What you will do
Please restate, word for word, the lines below that begin at the one with "Category: front door" and end at the one with "403, row 332.". Leave out all other lines.

Data under study
■ ■ ■ ■ ■

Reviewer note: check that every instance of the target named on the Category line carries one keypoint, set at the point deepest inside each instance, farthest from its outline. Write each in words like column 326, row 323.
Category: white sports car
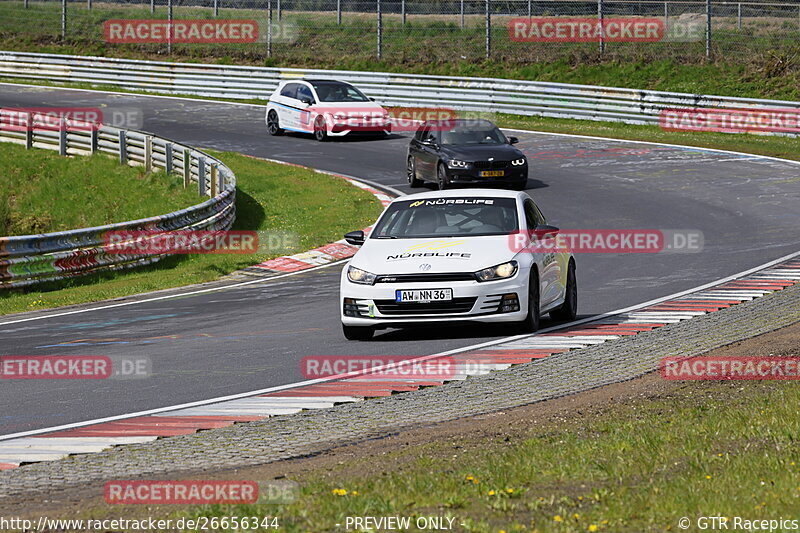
column 324, row 108
column 461, row 255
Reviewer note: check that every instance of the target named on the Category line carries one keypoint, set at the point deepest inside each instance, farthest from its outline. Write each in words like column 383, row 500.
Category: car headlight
column 455, row 163
column 503, row 271
column 356, row 275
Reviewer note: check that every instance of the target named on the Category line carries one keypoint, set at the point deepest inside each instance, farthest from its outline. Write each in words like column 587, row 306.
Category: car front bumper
column 511, row 175
column 472, row 302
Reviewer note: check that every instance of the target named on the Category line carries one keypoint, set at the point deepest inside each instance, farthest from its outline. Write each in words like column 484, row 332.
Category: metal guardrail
column 30, row 259
column 532, row 98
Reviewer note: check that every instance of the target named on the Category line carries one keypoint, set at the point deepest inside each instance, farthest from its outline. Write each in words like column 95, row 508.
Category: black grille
column 454, row 306
column 485, row 165
column 424, row 278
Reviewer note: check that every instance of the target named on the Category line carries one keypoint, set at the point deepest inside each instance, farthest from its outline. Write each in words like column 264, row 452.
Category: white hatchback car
column 324, row 108
column 450, row 256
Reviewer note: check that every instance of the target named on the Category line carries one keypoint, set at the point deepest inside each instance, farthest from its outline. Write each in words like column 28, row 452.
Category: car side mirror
column 355, row 238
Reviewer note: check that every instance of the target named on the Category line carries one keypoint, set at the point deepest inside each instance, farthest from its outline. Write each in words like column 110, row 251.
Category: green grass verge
column 44, row 192
column 270, row 196
column 710, row 449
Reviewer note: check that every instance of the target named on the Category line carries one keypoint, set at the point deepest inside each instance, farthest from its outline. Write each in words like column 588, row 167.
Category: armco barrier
column 31, row 259
column 469, row 94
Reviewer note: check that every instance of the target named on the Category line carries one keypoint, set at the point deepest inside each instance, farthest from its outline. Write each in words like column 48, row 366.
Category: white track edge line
column 422, row 358
column 441, row 354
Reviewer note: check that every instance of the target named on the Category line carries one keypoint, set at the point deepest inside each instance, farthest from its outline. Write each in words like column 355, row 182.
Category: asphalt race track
column 250, row 338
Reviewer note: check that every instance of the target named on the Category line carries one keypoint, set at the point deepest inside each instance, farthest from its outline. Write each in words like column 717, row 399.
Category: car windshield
column 448, row 217
column 466, row 133
column 332, row 91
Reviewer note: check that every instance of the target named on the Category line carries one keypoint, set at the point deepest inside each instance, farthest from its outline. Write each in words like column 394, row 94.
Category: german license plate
column 423, row 295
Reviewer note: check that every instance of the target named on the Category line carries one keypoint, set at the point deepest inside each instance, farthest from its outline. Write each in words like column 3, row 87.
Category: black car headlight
column 502, row 271
column 455, row 163
column 356, row 275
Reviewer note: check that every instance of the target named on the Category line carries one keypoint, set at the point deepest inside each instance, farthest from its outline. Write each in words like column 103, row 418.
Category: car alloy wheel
column 569, row 310
column 441, row 178
column 320, row 132
column 531, row 322
column 273, row 124
column 411, row 173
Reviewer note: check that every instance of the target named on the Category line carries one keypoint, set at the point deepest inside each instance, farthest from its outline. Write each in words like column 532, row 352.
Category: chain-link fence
column 308, row 31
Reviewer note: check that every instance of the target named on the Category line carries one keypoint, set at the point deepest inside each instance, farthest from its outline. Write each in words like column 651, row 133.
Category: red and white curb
column 323, row 394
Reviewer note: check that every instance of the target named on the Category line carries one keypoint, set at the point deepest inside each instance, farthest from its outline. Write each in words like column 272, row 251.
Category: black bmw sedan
column 465, row 152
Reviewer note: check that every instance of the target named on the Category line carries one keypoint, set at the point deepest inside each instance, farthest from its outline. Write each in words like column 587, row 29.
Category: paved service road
column 244, row 339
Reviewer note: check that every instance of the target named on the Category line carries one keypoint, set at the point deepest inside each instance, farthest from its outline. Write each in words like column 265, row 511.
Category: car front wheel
column 441, row 178
column 569, row 310
column 320, row 130
column 531, row 322
column 411, row 172
column 357, row 333
column 273, row 124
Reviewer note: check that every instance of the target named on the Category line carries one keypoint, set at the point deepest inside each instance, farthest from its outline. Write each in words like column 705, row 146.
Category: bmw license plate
column 424, row 295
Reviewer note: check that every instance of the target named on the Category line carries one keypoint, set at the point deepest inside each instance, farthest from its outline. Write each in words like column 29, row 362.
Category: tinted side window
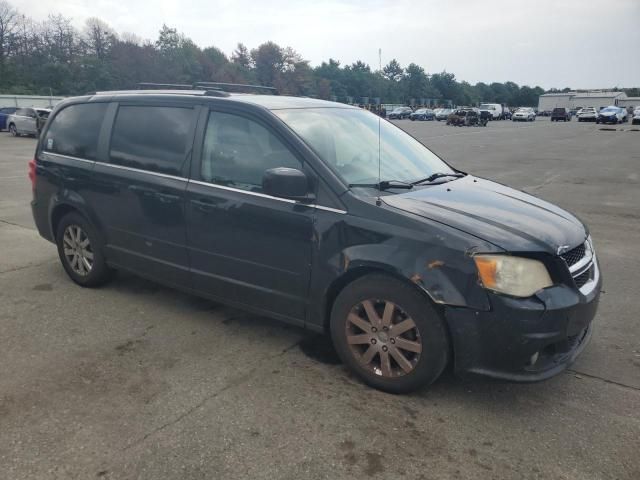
column 237, row 151
column 75, row 130
column 152, row 138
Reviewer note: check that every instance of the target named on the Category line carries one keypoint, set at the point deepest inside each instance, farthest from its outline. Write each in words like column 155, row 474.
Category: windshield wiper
column 384, row 185
column 435, row 176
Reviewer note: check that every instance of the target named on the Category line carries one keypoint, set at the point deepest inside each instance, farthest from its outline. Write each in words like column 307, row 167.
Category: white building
column 572, row 100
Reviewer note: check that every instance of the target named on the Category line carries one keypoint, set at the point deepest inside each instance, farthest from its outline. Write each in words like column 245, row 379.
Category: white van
column 494, row 108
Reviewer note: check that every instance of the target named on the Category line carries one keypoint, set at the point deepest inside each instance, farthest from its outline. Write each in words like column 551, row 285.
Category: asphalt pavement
column 136, row 381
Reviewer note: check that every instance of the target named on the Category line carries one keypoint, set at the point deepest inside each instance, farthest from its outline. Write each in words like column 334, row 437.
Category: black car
column 5, row 113
column 400, row 113
column 298, row 209
column 561, row 113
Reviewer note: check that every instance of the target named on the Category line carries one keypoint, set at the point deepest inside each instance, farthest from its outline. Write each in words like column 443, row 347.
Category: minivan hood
column 508, row 218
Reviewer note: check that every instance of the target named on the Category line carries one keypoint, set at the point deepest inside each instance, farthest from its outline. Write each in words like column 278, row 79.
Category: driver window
column 237, row 151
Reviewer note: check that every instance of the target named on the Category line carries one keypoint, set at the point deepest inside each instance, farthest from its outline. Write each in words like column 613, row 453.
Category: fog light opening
column 534, row 359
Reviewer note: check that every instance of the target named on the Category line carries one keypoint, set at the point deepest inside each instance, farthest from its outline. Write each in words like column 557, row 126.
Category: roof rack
column 164, row 86
column 210, row 89
column 234, row 87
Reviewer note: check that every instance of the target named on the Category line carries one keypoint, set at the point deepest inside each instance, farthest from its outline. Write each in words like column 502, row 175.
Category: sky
column 550, row 43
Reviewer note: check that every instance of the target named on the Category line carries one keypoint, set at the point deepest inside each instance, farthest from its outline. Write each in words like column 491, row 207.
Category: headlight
column 517, row 276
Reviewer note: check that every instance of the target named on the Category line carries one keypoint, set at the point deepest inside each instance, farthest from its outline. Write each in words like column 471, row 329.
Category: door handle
column 141, row 190
column 167, row 197
column 203, row 205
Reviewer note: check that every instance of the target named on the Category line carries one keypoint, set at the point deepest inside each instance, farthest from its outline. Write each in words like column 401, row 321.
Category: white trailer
column 37, row 101
column 549, row 101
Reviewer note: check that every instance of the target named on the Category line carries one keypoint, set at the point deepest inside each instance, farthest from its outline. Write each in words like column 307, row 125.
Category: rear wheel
column 389, row 334
column 80, row 251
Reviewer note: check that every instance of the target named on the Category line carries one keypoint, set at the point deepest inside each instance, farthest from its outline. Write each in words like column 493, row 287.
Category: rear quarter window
column 153, row 138
column 75, row 130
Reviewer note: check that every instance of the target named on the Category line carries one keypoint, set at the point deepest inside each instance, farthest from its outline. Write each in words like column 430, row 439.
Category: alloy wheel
column 383, row 338
column 77, row 250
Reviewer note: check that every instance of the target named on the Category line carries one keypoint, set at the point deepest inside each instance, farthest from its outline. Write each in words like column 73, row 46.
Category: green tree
column 392, row 71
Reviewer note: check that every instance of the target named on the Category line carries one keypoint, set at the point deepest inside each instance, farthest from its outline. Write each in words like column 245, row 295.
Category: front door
column 139, row 192
column 247, row 247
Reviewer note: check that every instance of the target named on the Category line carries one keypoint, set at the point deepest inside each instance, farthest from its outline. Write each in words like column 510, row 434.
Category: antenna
column 379, row 200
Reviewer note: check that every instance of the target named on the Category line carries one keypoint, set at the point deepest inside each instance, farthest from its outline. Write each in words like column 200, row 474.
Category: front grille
column 574, row 256
column 582, row 278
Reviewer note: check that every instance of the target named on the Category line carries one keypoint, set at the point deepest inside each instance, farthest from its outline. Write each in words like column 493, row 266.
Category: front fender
column 434, row 257
column 446, row 275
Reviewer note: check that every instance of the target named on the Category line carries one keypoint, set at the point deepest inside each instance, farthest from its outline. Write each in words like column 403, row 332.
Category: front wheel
column 389, row 334
column 80, row 251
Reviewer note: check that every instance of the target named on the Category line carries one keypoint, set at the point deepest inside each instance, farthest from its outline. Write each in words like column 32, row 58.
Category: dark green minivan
column 321, row 215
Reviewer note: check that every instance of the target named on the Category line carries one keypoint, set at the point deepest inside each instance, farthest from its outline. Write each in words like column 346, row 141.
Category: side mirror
column 286, row 183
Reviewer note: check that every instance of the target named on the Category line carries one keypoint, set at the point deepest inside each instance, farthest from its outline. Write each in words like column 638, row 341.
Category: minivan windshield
column 347, row 140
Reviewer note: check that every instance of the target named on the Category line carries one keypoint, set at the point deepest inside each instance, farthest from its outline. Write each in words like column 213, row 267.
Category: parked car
column 400, row 113
column 27, row 121
column 443, row 113
column 4, row 115
column 587, row 114
column 495, row 109
column 285, row 207
column 612, row 114
column 468, row 116
column 524, row 114
column 422, row 114
column 561, row 113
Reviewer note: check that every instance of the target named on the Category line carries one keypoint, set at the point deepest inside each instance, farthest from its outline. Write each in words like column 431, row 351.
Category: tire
column 424, row 334
column 69, row 239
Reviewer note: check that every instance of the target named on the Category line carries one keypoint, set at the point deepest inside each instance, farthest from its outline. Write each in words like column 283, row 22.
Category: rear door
column 138, row 193
column 247, row 247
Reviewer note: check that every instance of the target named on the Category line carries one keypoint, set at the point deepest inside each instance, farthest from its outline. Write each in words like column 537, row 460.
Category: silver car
column 27, row 121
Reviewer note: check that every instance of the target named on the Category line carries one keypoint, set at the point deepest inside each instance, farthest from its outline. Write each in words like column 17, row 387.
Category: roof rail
column 164, row 86
column 234, row 87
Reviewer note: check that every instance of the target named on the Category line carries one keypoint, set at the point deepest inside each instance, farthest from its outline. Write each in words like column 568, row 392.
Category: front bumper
column 523, row 340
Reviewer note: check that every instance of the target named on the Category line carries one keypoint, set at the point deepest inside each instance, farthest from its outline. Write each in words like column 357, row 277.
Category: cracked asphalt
column 136, row 381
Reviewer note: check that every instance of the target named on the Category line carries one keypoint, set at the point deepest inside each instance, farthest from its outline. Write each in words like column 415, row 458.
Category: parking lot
column 134, row 380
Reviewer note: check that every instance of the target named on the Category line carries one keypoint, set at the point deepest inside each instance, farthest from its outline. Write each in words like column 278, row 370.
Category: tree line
column 52, row 57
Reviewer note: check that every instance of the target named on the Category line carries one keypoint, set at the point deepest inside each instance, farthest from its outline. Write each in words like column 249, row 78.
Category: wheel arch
column 60, row 207
column 353, row 274
column 340, row 283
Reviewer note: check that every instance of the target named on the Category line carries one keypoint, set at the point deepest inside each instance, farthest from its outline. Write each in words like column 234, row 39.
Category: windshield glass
column 347, row 140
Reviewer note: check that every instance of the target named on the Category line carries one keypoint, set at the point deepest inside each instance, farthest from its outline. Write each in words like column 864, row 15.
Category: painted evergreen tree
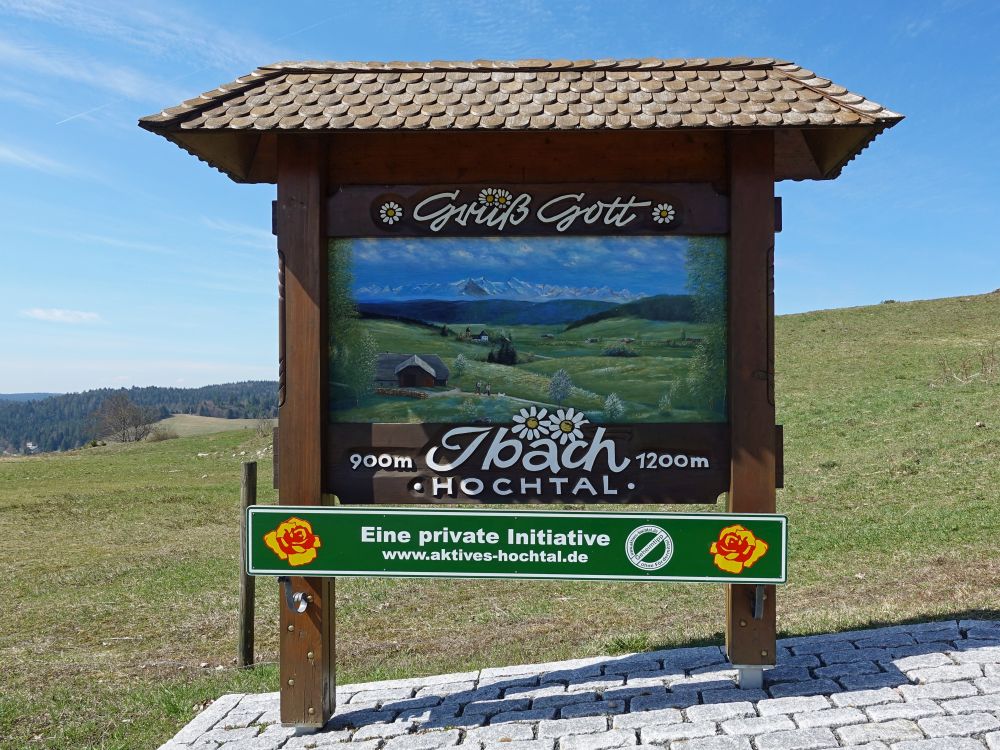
column 560, row 386
column 614, row 408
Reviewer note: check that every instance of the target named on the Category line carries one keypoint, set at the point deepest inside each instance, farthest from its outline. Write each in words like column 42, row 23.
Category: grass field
column 121, row 580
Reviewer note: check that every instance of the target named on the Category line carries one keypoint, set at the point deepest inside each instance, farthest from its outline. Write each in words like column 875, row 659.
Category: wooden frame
column 741, row 164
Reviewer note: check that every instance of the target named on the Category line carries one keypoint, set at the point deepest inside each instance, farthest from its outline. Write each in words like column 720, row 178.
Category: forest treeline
column 65, row 421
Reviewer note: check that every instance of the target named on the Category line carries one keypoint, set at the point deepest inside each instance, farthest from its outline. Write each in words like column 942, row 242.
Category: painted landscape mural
column 448, row 329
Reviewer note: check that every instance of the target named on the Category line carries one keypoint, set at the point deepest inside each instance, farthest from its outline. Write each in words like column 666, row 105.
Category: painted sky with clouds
column 125, row 261
column 643, row 265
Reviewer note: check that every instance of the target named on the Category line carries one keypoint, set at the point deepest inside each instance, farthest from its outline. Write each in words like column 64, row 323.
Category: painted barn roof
column 390, row 364
column 227, row 126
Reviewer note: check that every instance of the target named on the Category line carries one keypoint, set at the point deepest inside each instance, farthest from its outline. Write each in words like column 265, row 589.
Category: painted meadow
column 470, row 330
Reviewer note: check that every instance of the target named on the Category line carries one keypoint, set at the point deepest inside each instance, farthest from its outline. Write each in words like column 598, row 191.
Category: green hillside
column 122, row 581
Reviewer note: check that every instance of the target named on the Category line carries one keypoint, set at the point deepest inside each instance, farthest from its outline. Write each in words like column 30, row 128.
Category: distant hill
column 62, row 422
column 494, row 312
column 660, row 307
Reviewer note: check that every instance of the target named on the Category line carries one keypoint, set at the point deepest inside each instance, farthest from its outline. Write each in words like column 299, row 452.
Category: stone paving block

■ ■ ■ ■ ■

Output
Category: front door
column 139, row 192
column 247, row 247
Reviewer note: check that every instance of the target named on the Category line carries one keypoint, set at the point deepest inside each instance, farthest from its outline. Write each in words like column 510, row 434.
Category: antenna
column 379, row 200
Reviewer note: check that every instance of the target named on the Category line carries one keypoint, set at the point deepest inside each instance, farthest from its outline. Write each in words like column 200, row 474.
Category: front grille
column 574, row 256
column 582, row 278
Reviewer note: check that every instance of the target named on the Category line carries one keypoint, set at the point deepest inside each instance, farthest from its outline. Write each in words like column 493, row 266.
Category: front fender
column 434, row 257
column 446, row 275
Reviewer note: check that every instance of the target named on the Category line carries one keypoint, set at the point deepest inside each instance, farthest from its outline. Write each in words like column 403, row 332.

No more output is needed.